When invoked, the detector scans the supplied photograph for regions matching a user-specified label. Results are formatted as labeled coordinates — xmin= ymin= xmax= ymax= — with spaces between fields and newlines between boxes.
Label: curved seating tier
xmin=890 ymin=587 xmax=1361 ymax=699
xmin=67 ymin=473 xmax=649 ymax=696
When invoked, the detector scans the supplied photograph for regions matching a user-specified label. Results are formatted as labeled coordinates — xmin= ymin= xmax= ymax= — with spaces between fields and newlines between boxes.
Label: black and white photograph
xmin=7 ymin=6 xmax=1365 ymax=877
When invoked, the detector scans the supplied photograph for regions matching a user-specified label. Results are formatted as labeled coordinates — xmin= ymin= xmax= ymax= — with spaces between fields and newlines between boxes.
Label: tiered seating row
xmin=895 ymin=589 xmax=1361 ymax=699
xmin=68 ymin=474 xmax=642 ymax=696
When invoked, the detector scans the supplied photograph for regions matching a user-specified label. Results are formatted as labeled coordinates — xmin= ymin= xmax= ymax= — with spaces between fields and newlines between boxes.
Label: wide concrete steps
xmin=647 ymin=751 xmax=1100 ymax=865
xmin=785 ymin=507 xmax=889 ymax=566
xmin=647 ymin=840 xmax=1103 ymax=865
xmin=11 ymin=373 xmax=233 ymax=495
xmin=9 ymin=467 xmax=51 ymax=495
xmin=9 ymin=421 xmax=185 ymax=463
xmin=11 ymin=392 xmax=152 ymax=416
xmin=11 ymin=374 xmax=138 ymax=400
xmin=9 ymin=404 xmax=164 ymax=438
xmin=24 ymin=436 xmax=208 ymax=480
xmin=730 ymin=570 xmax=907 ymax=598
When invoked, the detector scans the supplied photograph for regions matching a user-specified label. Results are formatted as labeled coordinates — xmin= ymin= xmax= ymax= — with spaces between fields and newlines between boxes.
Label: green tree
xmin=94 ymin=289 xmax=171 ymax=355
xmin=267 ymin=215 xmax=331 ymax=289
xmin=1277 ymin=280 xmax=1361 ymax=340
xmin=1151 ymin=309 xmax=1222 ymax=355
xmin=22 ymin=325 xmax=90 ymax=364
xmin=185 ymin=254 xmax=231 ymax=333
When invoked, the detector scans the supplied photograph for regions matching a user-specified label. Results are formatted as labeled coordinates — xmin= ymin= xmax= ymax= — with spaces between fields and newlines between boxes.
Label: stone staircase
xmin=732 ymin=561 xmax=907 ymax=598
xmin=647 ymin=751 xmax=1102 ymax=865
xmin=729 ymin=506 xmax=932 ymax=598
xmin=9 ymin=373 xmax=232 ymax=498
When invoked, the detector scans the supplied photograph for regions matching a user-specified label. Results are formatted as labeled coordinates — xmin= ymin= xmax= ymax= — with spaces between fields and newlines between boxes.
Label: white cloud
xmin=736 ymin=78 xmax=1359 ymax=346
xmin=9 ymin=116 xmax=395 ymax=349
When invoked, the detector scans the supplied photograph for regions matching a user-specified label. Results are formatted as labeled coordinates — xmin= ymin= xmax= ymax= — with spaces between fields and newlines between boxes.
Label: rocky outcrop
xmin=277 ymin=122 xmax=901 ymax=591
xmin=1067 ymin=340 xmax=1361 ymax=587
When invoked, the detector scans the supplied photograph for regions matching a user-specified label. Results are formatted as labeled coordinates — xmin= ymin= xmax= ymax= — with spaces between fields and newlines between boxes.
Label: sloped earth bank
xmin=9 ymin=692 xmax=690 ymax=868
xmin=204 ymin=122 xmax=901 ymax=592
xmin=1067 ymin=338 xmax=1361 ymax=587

——

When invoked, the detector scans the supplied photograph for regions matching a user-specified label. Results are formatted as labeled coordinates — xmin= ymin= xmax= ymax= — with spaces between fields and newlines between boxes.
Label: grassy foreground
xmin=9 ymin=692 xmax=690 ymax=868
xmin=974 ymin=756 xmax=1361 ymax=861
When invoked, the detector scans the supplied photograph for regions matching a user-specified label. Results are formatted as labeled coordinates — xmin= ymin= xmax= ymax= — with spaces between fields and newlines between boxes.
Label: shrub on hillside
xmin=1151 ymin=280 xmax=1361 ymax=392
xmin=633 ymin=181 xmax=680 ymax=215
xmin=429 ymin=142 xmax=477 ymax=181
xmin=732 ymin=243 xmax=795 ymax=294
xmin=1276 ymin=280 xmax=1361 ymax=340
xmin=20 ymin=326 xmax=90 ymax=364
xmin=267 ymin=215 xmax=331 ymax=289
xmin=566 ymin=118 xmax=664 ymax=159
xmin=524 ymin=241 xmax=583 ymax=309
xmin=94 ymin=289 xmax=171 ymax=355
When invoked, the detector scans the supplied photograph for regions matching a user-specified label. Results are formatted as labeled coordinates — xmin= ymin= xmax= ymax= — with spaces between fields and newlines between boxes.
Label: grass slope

——

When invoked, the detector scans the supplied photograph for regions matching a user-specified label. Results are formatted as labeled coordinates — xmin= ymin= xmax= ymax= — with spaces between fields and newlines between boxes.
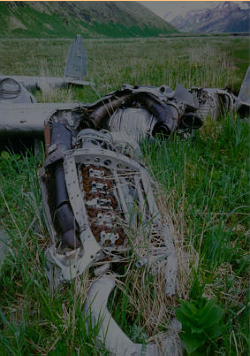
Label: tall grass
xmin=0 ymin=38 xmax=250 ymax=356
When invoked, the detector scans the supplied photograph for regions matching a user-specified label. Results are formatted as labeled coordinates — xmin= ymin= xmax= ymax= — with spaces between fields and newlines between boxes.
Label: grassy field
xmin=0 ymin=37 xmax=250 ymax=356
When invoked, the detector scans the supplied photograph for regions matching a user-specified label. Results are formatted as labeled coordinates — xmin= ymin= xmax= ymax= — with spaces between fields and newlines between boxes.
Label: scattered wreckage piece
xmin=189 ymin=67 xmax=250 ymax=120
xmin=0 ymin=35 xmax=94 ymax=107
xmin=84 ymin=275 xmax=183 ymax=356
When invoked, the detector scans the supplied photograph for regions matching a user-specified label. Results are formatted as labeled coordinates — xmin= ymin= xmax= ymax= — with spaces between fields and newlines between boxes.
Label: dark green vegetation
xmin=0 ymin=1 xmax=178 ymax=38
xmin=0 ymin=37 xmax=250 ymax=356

——

Locate each line in the data above that contains the string "grassy" and copy those lines out in full. Case matters.

TASK ANSWER →
Label: grassy foreground
Label: grassy field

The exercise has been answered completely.